(WHAT IS EXPECTED)
Locate each line in the rows below that contains the string "positive", and copy every such line in full.

Stored data entries
____________

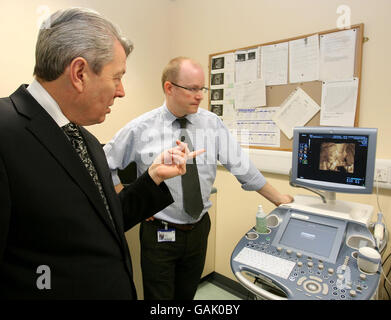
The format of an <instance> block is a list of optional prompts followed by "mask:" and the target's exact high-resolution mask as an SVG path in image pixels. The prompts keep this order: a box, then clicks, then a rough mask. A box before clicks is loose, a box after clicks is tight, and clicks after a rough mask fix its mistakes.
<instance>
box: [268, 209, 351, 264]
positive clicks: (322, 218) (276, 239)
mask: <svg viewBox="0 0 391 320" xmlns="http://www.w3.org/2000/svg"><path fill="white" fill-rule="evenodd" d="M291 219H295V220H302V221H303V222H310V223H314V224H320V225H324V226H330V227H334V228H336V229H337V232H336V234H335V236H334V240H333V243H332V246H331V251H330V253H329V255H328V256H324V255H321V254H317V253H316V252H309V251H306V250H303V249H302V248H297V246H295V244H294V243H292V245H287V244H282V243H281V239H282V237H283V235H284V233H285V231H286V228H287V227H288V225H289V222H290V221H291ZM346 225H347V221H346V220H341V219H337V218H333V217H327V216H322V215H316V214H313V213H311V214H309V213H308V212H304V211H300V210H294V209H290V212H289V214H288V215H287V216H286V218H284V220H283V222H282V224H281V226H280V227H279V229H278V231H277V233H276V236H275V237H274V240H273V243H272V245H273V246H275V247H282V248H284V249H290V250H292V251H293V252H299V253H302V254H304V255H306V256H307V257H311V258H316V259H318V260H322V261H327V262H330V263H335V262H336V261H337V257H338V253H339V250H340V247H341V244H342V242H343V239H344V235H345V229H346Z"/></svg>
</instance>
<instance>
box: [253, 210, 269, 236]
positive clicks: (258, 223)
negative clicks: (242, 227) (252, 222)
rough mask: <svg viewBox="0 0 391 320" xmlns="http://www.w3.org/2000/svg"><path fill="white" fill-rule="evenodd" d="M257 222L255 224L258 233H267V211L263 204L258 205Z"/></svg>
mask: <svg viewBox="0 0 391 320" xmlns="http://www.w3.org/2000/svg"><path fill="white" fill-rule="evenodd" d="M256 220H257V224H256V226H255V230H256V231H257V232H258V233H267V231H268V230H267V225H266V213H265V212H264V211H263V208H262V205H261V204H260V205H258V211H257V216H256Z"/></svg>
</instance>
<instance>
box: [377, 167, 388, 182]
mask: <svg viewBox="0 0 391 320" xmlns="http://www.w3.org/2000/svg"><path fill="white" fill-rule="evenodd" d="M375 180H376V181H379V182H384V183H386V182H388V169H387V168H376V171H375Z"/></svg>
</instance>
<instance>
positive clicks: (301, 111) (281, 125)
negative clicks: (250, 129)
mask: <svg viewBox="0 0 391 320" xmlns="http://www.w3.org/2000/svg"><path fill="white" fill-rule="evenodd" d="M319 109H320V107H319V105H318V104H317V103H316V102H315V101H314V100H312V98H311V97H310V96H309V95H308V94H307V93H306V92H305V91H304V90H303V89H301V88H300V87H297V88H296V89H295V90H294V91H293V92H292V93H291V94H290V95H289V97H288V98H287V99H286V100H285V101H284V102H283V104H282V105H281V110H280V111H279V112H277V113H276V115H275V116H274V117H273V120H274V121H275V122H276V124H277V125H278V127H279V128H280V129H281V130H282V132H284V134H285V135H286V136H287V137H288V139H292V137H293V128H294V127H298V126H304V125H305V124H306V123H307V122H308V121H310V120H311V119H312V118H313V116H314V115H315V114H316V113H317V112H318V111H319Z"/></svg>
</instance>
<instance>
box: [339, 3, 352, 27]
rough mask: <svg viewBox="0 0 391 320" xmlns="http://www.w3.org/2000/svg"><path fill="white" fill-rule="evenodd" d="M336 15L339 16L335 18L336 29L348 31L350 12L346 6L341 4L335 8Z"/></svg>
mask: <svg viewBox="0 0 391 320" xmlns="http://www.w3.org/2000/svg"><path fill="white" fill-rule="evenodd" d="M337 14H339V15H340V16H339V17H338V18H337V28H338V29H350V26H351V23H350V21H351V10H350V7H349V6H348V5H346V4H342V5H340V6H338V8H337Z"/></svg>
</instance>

____________

(SOLVED EXERCISE)
positive clicks: (322, 218) (276, 239)
positive clicks: (258, 223)
positive clicks: (301, 111) (281, 125)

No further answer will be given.